* begin RECORDS PROVIDED *
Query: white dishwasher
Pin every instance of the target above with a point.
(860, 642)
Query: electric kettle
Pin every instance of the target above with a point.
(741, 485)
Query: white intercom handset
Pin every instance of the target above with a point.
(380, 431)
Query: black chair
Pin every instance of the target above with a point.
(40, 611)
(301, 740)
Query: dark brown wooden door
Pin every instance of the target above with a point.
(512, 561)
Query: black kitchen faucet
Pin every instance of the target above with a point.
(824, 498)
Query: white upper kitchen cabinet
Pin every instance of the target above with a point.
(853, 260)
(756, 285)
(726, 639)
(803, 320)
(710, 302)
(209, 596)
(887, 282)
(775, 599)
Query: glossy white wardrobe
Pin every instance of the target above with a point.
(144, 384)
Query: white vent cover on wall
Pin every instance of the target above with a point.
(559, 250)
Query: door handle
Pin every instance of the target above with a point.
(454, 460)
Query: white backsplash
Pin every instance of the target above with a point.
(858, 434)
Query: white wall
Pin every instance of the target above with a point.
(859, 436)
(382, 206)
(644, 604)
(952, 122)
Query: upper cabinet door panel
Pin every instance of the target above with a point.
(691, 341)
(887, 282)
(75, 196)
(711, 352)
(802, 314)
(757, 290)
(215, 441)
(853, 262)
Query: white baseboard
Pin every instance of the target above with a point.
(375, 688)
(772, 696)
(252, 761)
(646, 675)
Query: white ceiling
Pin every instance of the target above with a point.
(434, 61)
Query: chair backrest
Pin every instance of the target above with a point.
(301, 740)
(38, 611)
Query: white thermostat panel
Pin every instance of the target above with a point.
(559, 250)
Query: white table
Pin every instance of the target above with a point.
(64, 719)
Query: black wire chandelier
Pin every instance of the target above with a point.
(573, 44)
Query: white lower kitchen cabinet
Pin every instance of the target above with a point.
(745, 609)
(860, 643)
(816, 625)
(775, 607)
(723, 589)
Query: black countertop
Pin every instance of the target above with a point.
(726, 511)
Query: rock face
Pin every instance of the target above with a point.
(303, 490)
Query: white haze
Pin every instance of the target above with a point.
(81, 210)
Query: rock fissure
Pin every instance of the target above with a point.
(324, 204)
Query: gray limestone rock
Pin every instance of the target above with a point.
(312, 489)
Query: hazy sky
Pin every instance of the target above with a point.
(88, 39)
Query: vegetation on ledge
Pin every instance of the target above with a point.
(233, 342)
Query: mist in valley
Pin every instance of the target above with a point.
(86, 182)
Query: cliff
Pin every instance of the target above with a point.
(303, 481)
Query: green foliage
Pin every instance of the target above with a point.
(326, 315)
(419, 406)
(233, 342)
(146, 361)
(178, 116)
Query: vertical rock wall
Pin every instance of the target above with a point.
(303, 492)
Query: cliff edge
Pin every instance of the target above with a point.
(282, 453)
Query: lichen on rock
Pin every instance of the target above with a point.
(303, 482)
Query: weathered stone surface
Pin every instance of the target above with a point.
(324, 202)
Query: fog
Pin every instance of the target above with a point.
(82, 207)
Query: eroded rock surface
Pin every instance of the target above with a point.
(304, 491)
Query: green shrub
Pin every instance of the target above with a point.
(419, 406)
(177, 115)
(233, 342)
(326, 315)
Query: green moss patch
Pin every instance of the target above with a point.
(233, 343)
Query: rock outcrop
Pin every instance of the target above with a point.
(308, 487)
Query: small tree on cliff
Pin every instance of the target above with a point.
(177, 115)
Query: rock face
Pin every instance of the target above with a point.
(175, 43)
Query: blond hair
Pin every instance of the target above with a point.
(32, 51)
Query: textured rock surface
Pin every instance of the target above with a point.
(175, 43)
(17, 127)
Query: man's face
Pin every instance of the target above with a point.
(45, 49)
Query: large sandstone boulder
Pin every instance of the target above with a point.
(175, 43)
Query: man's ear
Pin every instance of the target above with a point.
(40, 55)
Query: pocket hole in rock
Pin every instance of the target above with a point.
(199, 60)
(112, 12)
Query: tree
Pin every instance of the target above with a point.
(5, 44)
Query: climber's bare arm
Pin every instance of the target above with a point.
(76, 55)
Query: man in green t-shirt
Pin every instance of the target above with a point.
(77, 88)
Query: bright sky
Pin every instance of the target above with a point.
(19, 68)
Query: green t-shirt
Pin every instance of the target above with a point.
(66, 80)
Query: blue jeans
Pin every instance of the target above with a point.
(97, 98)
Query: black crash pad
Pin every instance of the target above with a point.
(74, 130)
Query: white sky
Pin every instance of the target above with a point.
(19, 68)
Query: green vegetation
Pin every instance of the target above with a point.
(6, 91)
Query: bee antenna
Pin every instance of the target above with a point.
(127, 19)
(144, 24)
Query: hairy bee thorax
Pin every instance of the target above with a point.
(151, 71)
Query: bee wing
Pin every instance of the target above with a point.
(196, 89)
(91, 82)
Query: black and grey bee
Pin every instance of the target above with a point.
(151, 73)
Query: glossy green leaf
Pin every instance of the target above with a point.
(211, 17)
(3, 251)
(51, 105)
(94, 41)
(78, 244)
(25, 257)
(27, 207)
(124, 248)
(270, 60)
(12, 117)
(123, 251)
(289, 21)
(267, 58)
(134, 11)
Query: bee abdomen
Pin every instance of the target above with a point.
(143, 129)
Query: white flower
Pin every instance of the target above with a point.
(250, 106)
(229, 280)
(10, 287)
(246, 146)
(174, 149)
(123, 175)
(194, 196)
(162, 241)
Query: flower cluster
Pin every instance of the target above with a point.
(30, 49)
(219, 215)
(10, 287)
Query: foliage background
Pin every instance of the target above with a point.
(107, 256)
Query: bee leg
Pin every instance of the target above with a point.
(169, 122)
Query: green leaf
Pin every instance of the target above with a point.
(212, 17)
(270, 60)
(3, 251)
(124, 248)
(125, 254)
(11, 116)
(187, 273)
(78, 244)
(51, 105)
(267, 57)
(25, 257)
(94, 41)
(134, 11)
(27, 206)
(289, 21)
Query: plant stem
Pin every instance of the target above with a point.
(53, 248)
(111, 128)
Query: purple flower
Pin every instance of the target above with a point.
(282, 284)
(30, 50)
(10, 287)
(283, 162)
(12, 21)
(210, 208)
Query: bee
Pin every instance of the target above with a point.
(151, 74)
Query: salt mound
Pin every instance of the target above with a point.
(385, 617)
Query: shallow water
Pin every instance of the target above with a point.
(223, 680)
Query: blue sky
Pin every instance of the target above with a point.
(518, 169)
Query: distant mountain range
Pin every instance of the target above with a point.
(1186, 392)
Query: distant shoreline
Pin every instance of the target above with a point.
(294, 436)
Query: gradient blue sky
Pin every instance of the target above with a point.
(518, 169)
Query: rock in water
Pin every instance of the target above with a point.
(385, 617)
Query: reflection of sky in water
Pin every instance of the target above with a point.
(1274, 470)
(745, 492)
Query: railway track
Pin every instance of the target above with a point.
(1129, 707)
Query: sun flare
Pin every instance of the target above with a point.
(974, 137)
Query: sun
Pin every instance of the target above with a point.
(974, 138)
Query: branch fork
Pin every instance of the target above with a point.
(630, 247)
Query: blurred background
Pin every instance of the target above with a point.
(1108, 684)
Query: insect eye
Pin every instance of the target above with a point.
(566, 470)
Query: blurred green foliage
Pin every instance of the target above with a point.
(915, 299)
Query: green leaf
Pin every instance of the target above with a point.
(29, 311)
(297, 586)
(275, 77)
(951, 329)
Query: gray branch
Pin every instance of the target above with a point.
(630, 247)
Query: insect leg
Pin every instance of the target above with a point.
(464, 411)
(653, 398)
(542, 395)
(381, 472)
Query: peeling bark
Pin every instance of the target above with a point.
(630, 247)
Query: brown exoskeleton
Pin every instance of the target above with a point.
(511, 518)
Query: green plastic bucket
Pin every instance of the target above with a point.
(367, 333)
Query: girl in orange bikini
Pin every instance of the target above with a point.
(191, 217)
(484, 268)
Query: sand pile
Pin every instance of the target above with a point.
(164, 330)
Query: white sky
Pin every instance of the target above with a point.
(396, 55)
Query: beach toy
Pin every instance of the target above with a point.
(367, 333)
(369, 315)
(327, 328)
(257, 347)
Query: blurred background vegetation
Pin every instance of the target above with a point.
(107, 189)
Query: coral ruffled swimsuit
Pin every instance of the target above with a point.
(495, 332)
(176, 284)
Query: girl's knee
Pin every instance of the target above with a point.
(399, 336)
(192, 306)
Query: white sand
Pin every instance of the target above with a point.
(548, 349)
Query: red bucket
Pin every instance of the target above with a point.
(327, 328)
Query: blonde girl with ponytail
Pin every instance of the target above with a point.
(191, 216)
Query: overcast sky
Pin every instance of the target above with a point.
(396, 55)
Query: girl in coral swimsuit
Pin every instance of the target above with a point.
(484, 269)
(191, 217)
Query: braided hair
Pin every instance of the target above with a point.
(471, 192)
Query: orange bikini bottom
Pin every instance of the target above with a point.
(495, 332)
* end RECORDS PROVIDED *
## GOAL
Render everything from the line containing "Query: coral ruffled swimsuit" down to the end of the data as a Markdown table with two columns, Row and Content. Put a running number in Row and one line in Content, skipping any blank lines.

## WORKED SOLUTION
| Row | Content |
|---|---|
| 1 | Query: coral ruffled swimsuit |
| 2 | Pin every instance of the target above with a point. |
| 3 | (495, 332) |
| 4 | (176, 284) |
| 5 | Query: girl's knee |
| 6 | Pin every instance of the target above with a point. |
| 7 | (399, 336) |
| 8 | (192, 306) |
| 9 | Query: white sand |
| 10 | Pin every instance of the target above with a point. |
| 11 | (548, 349) |
| 12 | Query: red bucket |
| 13 | Pin every instance of the target above with a point. |
| 14 | (327, 328) |
| 15 | Query: blonde girl with ponytail |
| 16 | Pin every instance of the target above with a point. |
| 17 | (191, 216) |
| 18 | Query: overcast sky |
| 19 | Pin every instance of the target above with a point. |
| 20 | (396, 55) |
| 21 | Query: girl in coral swimsuit |
| 22 | Pin every instance of the target above with a point. |
| 23 | (484, 269) |
| 24 | (191, 217) |
| 25 | Query: braided hair |
| 26 | Pin every instance of the target above with a point. |
| 27 | (471, 192) |
| 28 | Query: orange bikini bottom |
| 29 | Pin every instance of the target above with a point. |
| 30 | (495, 332) |